### Task requirements
Collect the lines of the entries where "When" shows up.

--

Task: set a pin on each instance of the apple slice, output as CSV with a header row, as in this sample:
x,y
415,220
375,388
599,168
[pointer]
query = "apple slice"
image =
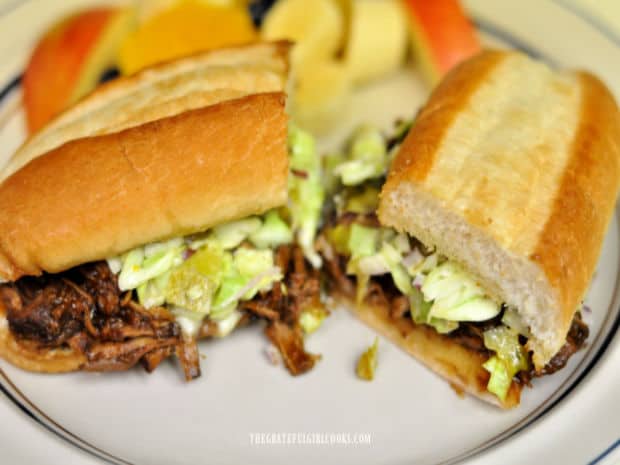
x,y
317,30
322,96
441,35
68,60
377,39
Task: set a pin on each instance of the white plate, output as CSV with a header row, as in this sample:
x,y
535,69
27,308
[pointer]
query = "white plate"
x,y
408,414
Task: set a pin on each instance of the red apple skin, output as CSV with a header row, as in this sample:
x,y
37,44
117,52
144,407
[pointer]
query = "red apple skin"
x,y
56,63
443,30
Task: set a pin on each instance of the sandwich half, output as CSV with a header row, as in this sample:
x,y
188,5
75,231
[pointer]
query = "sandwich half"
x,y
160,210
477,255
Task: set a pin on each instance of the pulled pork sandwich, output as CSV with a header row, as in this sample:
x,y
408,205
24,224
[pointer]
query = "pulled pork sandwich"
x,y
474,256
158,211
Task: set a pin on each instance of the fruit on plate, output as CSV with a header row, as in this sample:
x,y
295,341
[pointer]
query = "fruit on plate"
x,y
316,27
322,83
186,27
441,35
377,38
69,58
322,96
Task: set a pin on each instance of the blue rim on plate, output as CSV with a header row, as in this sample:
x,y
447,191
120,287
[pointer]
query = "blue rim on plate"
x,y
13,393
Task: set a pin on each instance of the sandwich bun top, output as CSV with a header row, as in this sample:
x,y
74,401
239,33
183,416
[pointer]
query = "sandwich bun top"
x,y
146,159
512,169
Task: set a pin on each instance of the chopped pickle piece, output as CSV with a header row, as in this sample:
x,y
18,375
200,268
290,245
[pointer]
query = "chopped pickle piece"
x,y
367,363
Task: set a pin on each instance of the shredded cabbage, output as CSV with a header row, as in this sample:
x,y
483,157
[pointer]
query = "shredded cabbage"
x,y
456,296
500,380
306,191
367,157
192,285
273,232
510,358
230,235
138,268
226,325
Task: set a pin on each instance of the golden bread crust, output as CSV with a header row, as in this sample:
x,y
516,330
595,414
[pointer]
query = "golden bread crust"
x,y
160,91
520,168
97,197
458,365
570,244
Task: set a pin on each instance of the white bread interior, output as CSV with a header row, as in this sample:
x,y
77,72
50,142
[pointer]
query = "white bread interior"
x,y
512,169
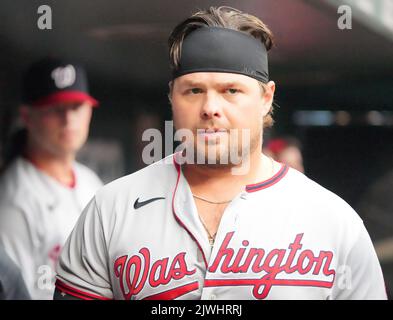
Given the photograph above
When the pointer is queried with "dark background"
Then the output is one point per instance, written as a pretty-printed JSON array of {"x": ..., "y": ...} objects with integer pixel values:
[{"x": 315, "y": 65}]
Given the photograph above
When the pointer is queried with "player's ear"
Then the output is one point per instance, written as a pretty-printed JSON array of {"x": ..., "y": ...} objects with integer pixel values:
[
  {"x": 24, "y": 114},
  {"x": 268, "y": 96}
]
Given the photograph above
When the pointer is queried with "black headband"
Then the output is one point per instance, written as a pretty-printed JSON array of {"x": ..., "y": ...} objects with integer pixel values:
[{"x": 217, "y": 49}]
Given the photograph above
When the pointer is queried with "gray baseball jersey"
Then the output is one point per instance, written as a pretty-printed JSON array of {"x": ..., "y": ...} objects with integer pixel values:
[
  {"x": 284, "y": 238},
  {"x": 37, "y": 215}
]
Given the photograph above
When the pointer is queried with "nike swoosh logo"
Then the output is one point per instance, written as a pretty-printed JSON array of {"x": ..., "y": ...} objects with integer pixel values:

--

### Task solution
When the pointer is queried with "dark background"
When the pointer is queried with "player's ear"
When the pointer is queried with "black headband"
When the pointer is queried with "gray baseball jersey"
When the pointer is queried with "nike swoosh logo"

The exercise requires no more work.